* _GIVEN REQUEST 1_: Repeat the passage of the logistic regression notes below between "Review of gradient" and "should eventually converge.", inclusive, with every character unchanged.

-- start of TEXT TO READ --

Notes by Lex Toumbourou

Data likelihood

• Quality metric for logistic regression
• Want probability to be close to correct classification for some $\hat{w}$ and features.

• Data likelihood = Calculate probability that result equals the actual output for each data point in the training dataset then take product of results:

  $l(w) = P(y_1 | \mathbf{x}_1,w) * P(y_2 | \mathbf{x}_2,w) ... * P(y_N | \mathbf{x}_N,w)$

  $l(w) = \prod\limits_{i=1}^{N} P(y_i | \mathbf{x}_i, \mathbf{w})$

  • Note: you multiply the probabilities because you assume probabilities of each data point are independent.

Review of gradient ascent

• Algorithm for one-dimensional space:
  • while not converged: $w^{(t+1)} < w^{(t)} + \eta \frac{dl}{d}$
• Rough intuition: step towards a maximum multiplying the derivative by a step size, until the derivate is basically 0, which means you have hit the maximum. If you over step, then you should be pulled in the opposite direction, meaning you should eventually converge.

-- end of TEXT TO READ --
-- start of SUPPLIED ENTRIES --

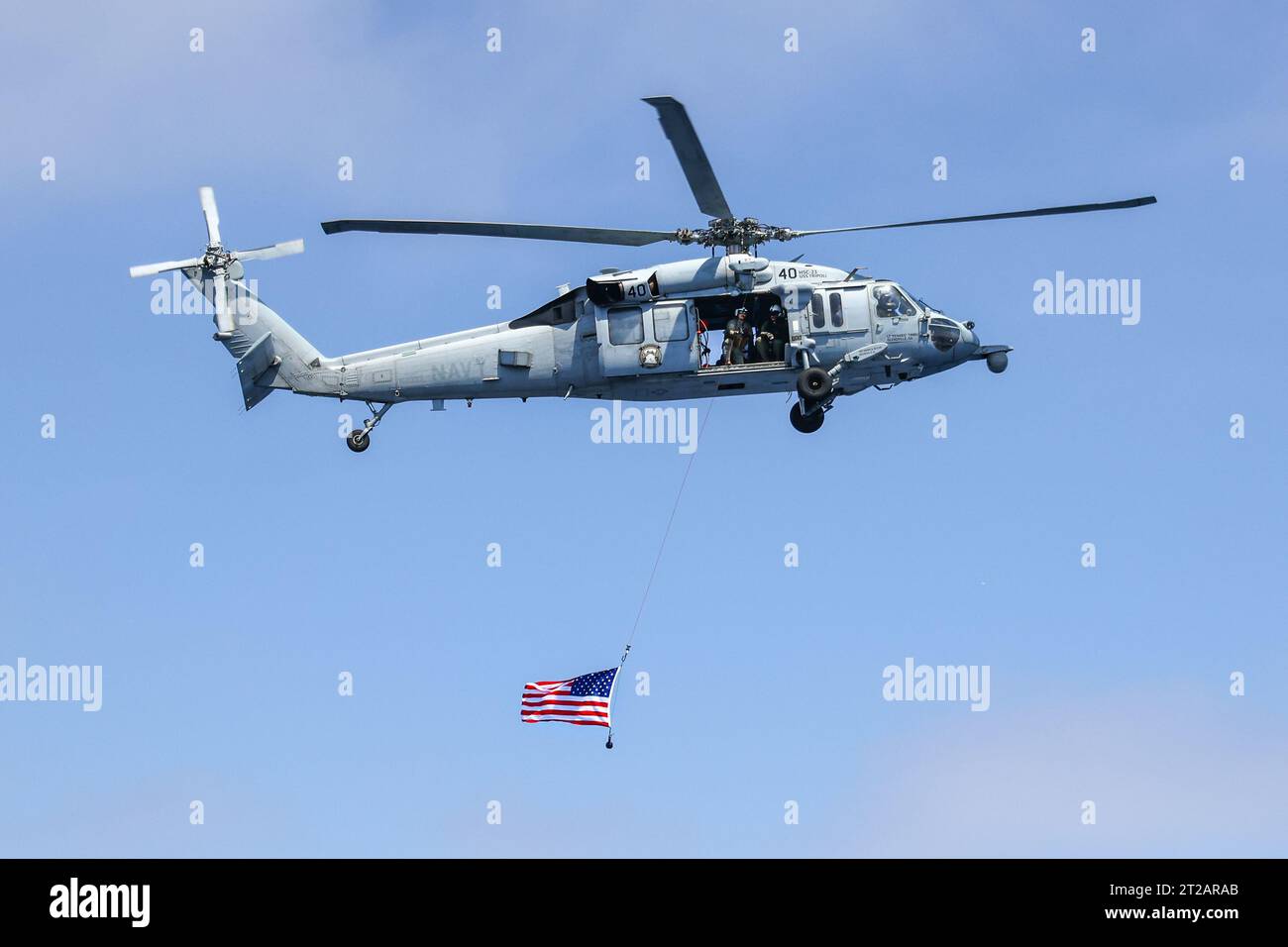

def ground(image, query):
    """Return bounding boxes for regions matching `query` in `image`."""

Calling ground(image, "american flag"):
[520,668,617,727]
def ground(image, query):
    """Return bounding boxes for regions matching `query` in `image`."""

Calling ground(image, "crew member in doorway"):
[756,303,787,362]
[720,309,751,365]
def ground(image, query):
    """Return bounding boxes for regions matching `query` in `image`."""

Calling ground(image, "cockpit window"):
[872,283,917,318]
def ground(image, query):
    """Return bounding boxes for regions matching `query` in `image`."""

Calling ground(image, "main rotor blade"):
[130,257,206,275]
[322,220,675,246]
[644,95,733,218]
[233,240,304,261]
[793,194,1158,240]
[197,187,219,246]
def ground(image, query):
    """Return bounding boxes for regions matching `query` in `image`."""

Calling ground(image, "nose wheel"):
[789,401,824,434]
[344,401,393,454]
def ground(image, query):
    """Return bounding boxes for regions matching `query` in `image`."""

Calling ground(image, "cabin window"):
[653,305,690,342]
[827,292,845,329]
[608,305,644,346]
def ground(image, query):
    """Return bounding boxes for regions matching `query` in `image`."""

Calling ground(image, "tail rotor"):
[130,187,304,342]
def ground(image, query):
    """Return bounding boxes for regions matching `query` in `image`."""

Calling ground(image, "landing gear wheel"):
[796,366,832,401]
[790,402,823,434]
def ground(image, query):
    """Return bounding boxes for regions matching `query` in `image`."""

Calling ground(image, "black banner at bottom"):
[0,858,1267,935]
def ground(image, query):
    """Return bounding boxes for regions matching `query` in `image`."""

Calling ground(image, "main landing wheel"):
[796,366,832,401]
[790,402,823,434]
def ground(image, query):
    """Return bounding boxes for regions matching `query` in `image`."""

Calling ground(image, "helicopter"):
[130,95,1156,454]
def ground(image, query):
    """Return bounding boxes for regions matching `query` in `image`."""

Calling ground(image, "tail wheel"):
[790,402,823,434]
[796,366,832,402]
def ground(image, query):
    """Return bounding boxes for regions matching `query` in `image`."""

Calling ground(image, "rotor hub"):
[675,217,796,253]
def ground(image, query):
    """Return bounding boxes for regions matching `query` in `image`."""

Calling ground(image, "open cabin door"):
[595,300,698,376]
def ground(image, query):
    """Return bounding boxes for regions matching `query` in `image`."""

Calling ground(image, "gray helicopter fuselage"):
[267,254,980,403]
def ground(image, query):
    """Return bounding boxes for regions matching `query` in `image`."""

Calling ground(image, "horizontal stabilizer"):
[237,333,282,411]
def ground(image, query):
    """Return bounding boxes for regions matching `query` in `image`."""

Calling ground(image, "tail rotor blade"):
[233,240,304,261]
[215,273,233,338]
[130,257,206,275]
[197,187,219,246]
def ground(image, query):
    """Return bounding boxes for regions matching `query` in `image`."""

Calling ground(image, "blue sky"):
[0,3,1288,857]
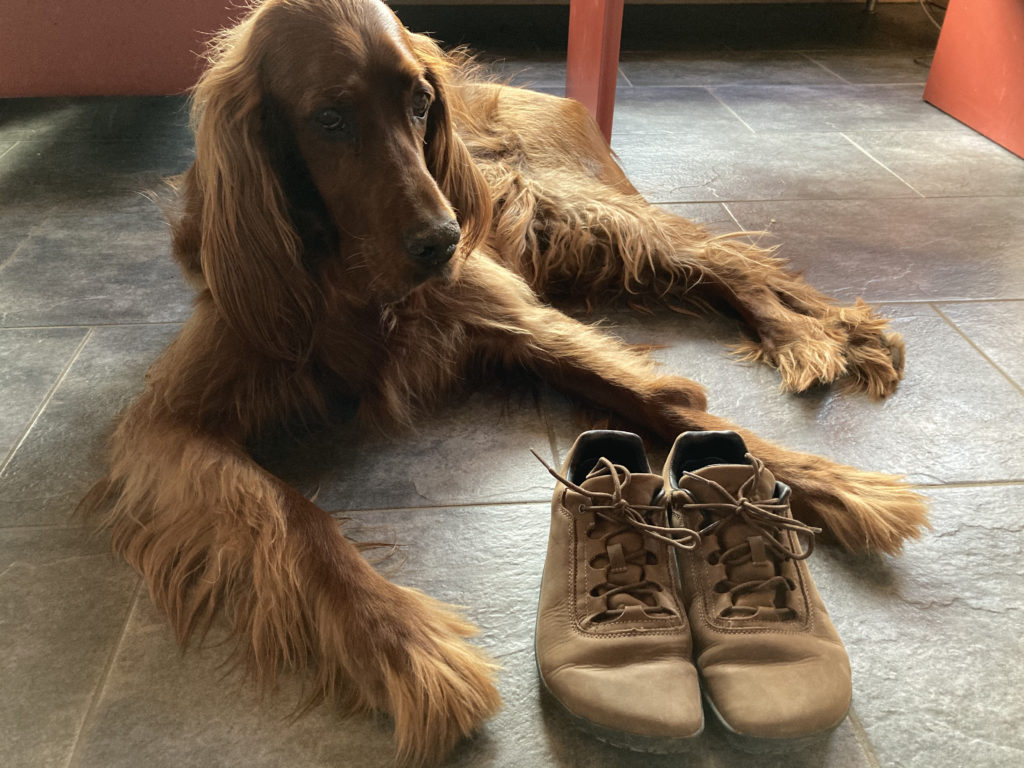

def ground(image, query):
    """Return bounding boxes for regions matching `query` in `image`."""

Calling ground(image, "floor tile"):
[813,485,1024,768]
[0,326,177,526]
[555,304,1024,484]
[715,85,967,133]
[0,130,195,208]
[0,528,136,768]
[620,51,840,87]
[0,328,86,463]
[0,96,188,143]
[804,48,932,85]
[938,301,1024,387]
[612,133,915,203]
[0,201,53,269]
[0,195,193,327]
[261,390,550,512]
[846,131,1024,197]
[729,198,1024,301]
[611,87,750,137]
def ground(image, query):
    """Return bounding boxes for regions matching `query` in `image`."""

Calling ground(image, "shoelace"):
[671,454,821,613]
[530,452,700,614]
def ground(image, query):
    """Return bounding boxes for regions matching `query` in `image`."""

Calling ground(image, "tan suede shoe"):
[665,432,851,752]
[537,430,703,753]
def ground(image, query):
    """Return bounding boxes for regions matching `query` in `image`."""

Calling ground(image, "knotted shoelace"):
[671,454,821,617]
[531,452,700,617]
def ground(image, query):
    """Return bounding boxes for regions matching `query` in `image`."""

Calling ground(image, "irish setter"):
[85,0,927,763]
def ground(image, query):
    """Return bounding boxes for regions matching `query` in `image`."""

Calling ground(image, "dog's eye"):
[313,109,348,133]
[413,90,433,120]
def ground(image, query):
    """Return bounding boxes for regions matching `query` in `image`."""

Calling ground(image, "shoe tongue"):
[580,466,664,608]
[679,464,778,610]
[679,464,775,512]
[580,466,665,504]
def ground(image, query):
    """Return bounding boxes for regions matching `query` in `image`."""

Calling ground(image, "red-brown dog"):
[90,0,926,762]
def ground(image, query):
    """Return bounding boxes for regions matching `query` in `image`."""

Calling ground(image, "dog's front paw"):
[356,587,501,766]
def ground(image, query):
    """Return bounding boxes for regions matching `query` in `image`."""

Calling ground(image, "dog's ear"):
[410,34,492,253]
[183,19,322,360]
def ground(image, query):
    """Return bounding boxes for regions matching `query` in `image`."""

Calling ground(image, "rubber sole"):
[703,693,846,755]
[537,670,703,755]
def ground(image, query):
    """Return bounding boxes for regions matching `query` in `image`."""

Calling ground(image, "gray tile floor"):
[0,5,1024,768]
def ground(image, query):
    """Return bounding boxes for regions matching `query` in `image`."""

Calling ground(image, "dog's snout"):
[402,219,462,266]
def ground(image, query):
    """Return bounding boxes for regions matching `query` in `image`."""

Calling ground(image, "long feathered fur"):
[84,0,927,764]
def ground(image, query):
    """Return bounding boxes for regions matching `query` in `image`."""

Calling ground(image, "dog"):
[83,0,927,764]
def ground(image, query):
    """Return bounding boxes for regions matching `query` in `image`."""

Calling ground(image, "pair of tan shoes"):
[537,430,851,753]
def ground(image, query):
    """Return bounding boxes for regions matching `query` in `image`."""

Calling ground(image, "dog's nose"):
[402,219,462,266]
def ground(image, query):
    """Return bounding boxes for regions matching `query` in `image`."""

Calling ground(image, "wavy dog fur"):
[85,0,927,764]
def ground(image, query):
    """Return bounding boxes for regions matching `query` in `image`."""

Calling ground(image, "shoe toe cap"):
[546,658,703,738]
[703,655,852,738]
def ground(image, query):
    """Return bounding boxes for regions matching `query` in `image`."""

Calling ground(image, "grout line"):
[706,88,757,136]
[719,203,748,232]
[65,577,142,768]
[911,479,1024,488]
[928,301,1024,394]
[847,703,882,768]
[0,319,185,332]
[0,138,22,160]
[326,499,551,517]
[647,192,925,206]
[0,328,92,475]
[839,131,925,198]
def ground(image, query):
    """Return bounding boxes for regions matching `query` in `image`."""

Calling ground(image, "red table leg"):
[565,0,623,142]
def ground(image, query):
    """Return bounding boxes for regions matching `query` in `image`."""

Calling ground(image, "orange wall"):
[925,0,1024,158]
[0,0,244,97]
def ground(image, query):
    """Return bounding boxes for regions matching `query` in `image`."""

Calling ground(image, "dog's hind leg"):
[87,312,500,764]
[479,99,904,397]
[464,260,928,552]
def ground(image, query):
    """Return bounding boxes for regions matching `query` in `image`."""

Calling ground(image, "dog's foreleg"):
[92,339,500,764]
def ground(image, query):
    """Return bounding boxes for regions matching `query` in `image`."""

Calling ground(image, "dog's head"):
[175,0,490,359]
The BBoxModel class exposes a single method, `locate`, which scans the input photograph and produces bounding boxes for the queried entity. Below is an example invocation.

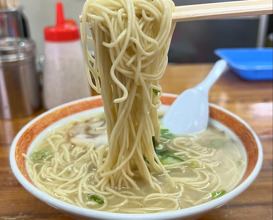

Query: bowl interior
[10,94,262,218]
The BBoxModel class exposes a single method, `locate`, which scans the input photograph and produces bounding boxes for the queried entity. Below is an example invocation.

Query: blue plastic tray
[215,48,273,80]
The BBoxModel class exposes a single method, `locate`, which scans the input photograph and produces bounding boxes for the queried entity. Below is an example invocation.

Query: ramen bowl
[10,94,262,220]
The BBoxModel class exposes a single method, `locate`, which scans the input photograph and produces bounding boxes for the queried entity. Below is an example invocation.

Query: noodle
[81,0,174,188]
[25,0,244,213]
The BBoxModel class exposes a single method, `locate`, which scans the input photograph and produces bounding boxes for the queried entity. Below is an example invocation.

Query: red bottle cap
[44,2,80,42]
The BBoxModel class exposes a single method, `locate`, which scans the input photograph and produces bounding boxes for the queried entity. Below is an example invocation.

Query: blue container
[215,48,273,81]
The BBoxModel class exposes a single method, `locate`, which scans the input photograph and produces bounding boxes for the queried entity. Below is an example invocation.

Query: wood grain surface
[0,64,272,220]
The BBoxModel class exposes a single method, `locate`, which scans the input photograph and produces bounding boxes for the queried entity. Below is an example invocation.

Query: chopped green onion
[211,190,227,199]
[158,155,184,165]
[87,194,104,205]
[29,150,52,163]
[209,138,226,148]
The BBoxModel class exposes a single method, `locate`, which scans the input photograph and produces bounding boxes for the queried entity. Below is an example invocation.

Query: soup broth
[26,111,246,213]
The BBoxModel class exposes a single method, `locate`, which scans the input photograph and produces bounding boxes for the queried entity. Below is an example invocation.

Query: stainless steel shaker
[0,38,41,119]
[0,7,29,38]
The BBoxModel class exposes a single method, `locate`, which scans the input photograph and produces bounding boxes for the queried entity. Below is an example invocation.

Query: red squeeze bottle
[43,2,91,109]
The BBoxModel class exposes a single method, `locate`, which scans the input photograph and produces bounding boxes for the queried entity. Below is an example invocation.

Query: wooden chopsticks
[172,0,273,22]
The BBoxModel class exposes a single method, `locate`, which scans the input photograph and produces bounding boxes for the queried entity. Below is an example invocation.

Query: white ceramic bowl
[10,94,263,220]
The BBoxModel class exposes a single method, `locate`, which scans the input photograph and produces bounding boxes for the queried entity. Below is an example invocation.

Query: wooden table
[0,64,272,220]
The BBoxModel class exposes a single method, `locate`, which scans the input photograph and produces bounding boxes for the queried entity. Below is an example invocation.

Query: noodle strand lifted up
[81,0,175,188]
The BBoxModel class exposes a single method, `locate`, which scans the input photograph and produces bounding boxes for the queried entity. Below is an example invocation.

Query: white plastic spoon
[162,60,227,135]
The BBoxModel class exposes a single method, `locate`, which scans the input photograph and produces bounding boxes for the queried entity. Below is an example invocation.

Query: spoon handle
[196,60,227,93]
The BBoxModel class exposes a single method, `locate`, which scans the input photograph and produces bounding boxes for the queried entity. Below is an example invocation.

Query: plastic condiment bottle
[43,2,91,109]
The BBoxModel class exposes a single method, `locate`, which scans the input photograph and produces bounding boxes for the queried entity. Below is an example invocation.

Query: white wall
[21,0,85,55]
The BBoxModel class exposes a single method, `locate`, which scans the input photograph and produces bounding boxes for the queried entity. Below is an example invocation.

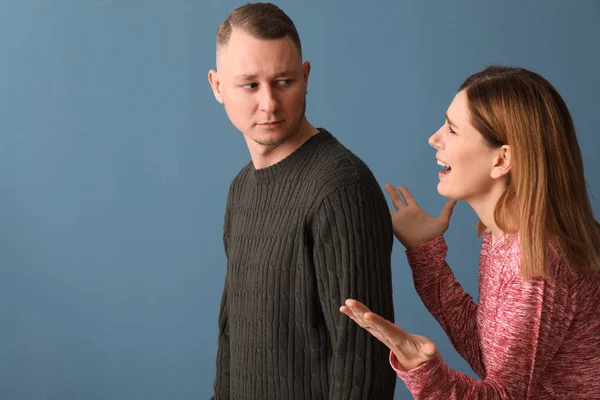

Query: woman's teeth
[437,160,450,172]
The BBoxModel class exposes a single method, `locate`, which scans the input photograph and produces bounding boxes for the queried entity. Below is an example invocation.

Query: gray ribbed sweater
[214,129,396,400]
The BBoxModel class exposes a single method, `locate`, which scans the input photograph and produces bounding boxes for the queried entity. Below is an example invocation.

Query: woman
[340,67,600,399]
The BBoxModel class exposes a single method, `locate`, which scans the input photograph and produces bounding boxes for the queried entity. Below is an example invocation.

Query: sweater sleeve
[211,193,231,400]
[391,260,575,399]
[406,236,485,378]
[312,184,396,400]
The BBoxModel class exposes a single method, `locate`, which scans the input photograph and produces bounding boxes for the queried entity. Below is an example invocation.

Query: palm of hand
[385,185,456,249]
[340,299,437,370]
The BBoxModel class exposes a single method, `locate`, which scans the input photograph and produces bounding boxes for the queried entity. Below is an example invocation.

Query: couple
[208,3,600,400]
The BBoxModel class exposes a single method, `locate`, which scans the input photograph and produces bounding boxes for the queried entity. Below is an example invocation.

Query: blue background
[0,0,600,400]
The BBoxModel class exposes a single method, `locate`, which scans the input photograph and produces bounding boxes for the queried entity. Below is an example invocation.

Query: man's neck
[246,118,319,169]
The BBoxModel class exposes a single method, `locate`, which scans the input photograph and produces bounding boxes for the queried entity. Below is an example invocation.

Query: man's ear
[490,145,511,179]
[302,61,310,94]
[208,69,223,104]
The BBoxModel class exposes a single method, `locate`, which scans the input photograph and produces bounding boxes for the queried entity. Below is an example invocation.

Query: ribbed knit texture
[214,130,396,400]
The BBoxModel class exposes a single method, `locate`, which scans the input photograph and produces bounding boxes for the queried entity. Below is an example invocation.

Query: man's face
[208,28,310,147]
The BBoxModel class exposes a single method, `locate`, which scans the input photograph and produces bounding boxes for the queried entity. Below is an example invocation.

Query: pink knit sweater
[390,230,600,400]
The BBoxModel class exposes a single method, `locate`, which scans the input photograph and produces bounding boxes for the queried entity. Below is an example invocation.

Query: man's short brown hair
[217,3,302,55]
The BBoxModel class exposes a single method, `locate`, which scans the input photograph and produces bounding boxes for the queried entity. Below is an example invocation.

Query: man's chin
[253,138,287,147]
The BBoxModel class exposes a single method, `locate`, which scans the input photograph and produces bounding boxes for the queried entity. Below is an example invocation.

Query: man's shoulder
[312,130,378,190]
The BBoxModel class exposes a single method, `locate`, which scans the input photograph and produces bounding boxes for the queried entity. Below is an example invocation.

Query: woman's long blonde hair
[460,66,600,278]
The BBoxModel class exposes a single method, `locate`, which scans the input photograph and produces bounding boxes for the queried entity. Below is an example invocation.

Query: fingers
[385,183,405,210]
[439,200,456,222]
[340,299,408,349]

-- end of SUPPLIED ENTRIES --

* _GIVEN REQUEST 2_: Identify each line in the entries above that contains the string "blue", matching case, and copy those lines out in full.

* _RESPONSE 1_:
Review of gradient ascent

• Algorithm for one-dimensional space:
  • while not converged: $w^{(t+1)} < w^{(t)} + \eta \frac{dl}{d}$
• Rough intuition: step towards a maximum multiplying the derivative by a step size, until the derivate is basically 0, which means you have hit the maximum. If you over step, then you should be pulled in the opposite direction, meaning you should eventually converge.

* _RESPONSE 2_:
Calling ground(image, "blue sky"):
Query: blue plastic tray
Query: blue container
Query: blue background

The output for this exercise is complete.